[Start of Attachment]

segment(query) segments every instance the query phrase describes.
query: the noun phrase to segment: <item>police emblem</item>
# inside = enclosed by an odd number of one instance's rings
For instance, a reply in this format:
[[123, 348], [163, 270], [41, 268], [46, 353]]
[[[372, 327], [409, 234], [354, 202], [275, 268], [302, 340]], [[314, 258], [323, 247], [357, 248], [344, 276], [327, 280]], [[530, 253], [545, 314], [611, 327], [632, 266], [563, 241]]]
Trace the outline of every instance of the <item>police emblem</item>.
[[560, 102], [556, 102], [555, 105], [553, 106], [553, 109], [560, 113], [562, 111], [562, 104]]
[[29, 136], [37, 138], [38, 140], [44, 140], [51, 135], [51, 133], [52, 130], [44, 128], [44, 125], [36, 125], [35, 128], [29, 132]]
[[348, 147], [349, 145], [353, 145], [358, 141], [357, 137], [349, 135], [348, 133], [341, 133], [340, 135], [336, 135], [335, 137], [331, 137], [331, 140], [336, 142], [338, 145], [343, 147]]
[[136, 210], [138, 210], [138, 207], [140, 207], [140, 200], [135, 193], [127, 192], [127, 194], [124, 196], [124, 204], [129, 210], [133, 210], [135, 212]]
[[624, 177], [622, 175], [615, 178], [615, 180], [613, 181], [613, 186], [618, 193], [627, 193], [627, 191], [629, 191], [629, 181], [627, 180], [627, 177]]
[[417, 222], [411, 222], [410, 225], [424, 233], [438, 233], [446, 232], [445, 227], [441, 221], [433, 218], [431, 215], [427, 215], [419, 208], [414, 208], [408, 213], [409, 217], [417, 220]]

[End of Attachment]

**THE PROBLEM**. From the first line through the last, repeat the entries exactly.

**SOLUTION TO THE PROBLEM**.
segment(query) segments every instance the query phrase describes.
query: the noun phrase to segment: <item>police emblem</item>
# inside = enclosed by an odd number of one instance's rings
For instance, a reply in this format:
[[123, 348], [163, 270], [41, 268], [46, 353]]
[[[372, 327], [409, 234], [354, 202], [275, 268], [302, 340]], [[314, 258], [323, 247], [357, 248], [344, 276], [327, 280]], [[530, 253], [545, 314], [611, 327], [632, 266], [563, 241]]]
Trace the outline of every instance of the <item>police emblem</item>.
[[560, 102], [556, 102], [555, 105], [553, 106], [553, 109], [560, 113], [562, 111], [562, 104]]
[[29, 136], [37, 138], [38, 140], [44, 140], [51, 135], [51, 133], [52, 130], [44, 128], [44, 125], [36, 125], [35, 128], [29, 132]]
[[348, 147], [349, 145], [353, 145], [358, 141], [357, 137], [349, 135], [348, 133], [341, 133], [340, 135], [336, 135], [335, 137], [331, 137], [331, 140], [336, 142], [338, 145], [343, 147]]
[[136, 210], [138, 210], [138, 207], [140, 207], [140, 200], [135, 193], [127, 192], [127, 194], [124, 196], [124, 204], [129, 210], [133, 210], [135, 212]]
[[624, 177], [622, 175], [615, 178], [615, 180], [613, 181], [613, 186], [618, 193], [627, 193], [627, 191], [629, 191], [629, 181], [627, 180], [627, 177]]
[[417, 222], [411, 222], [410, 225], [424, 233], [438, 233], [446, 232], [445, 227], [441, 221], [433, 218], [431, 215], [427, 215], [419, 208], [414, 208], [408, 213], [409, 217], [417, 220]]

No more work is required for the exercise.